**Instructions to follow**
Count the lines in the items below that contain the string "nose", treating uppercase and lowercase as distinct, and give only that number.

**Supplied material**
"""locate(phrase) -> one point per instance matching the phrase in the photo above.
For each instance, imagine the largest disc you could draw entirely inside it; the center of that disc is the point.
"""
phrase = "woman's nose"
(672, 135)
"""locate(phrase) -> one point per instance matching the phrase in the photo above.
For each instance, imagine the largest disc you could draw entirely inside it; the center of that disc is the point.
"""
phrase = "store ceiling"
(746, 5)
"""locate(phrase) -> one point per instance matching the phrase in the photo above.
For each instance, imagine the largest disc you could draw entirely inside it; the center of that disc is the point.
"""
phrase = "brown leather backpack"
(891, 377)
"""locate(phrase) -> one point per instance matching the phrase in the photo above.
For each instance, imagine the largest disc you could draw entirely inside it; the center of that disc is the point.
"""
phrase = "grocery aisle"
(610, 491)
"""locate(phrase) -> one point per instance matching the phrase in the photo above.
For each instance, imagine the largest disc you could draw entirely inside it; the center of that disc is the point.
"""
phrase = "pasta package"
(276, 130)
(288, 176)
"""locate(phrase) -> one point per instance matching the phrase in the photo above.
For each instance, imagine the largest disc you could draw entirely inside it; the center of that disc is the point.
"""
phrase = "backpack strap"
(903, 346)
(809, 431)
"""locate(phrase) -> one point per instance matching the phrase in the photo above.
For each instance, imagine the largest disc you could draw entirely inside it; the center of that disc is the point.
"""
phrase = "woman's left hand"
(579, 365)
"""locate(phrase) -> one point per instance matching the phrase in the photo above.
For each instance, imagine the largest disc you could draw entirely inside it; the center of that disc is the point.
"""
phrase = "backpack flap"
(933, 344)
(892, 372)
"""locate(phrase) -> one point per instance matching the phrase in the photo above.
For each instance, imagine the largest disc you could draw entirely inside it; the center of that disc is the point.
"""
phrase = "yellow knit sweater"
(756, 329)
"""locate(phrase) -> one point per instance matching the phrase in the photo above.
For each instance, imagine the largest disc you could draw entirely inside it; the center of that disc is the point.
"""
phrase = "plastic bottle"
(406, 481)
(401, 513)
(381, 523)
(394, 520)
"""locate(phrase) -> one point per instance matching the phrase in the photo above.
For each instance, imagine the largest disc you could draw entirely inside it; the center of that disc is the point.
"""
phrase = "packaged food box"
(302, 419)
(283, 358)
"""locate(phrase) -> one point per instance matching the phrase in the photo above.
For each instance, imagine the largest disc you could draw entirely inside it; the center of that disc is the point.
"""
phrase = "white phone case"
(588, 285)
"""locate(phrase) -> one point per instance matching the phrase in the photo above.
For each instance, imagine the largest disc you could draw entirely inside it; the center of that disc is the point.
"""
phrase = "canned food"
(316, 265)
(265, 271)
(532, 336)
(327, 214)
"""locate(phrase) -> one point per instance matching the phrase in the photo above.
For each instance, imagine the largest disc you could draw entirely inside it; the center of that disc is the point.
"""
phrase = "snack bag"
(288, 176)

...

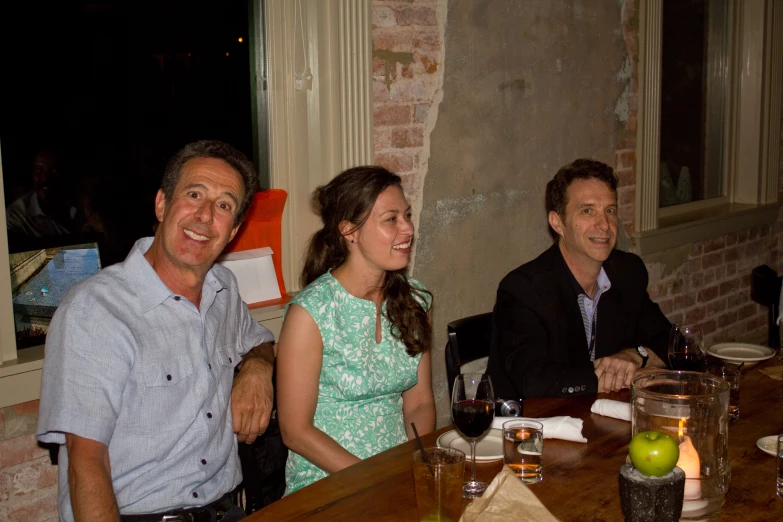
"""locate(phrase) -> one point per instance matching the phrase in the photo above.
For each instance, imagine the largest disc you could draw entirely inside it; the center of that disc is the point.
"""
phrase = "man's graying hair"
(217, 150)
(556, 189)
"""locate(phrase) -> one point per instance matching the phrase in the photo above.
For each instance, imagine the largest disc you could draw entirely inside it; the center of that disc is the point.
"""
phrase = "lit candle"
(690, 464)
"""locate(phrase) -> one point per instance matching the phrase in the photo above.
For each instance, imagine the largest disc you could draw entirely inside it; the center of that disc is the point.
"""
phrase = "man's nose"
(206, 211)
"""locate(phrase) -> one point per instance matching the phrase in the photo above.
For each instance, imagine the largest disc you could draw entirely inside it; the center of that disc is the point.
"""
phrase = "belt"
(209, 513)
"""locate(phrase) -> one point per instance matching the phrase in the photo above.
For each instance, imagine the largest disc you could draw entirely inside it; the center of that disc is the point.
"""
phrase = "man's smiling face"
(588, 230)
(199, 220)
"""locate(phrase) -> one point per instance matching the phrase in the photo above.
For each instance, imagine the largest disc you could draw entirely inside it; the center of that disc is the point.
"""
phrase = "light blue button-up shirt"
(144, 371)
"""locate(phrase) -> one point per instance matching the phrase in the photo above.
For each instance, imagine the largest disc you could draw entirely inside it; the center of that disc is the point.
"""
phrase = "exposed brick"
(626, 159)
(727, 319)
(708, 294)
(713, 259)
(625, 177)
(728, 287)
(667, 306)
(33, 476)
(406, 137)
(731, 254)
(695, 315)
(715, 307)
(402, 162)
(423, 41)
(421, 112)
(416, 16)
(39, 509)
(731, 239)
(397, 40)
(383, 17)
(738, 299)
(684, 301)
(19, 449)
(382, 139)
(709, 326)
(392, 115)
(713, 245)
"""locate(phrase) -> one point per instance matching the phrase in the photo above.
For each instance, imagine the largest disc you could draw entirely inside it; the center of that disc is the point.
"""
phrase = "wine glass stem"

**Correct answer**
2